Your objective ▸
Pull each line holding "shrub" out of the entries below.
┌─ Input material
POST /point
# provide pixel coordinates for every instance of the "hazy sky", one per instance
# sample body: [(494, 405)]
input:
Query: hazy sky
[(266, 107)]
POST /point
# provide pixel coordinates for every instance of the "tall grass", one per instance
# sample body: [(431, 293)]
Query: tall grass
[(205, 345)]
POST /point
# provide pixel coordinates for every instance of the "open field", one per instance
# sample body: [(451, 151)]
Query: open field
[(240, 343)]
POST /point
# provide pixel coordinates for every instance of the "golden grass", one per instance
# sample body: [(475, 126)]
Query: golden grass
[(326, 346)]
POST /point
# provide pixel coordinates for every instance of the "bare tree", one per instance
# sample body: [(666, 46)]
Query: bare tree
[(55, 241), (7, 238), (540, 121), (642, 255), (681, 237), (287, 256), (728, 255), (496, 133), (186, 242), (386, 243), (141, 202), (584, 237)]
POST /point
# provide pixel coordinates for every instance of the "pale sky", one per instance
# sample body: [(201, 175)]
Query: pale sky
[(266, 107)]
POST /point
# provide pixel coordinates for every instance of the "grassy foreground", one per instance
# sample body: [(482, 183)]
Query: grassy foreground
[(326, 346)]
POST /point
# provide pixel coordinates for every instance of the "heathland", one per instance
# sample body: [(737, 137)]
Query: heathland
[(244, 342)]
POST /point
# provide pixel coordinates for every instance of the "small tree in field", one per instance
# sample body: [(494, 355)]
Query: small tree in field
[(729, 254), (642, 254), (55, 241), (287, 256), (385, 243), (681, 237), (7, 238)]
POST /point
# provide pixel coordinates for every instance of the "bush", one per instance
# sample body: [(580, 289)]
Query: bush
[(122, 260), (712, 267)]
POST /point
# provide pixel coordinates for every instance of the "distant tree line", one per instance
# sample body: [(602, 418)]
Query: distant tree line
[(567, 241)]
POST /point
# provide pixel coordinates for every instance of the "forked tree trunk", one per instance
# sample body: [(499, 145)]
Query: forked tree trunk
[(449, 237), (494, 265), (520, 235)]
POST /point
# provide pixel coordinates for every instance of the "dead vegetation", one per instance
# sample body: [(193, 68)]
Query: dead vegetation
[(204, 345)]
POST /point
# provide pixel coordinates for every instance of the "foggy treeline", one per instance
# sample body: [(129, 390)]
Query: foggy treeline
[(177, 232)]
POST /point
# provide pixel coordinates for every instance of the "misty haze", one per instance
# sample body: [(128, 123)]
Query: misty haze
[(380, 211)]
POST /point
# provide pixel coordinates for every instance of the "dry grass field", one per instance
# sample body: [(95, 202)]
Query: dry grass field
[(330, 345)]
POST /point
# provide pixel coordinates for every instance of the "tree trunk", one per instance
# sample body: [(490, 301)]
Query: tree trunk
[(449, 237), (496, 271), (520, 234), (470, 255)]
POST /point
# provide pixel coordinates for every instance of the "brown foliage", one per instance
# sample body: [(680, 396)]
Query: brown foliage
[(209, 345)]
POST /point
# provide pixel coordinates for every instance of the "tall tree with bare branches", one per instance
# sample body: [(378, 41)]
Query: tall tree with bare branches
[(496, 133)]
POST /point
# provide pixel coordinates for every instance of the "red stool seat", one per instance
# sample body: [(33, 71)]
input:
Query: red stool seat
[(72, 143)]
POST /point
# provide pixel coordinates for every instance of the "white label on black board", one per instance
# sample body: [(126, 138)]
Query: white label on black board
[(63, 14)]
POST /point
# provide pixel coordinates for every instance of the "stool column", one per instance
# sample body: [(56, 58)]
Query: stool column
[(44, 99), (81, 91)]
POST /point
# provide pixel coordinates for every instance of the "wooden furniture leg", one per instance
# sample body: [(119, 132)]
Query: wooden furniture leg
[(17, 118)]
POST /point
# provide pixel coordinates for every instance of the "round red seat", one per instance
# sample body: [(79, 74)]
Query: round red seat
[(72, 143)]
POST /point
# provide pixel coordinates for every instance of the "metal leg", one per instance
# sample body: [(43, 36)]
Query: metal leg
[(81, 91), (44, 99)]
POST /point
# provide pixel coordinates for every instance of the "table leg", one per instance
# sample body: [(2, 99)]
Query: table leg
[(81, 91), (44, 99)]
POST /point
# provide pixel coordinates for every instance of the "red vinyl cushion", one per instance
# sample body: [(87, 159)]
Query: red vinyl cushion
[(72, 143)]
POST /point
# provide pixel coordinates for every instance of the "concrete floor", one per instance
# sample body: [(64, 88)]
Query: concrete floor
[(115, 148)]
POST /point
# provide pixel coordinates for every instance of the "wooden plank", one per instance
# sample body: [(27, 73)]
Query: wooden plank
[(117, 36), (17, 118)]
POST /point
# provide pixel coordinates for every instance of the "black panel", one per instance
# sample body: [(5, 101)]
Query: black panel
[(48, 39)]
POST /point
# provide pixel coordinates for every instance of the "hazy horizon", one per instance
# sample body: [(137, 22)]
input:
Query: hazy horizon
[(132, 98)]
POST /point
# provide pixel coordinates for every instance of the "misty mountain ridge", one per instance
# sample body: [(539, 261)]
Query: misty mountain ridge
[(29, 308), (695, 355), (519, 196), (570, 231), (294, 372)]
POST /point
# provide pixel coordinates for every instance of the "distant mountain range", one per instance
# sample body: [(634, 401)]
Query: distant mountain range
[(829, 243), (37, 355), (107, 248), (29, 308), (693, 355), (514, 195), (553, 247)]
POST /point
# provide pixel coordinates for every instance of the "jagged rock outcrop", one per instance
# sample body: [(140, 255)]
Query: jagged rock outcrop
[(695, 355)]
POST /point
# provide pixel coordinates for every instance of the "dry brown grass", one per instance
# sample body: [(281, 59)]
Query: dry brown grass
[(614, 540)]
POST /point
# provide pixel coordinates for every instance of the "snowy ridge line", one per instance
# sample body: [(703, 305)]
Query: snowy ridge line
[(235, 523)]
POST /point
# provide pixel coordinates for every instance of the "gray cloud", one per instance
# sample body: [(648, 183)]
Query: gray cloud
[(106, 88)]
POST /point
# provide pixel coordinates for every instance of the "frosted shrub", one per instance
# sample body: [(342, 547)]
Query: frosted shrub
└─
Exercise solution ▸
# provide pixel coordinates for every instance of the "frosted shrub", one per instance
Query: frosted shrub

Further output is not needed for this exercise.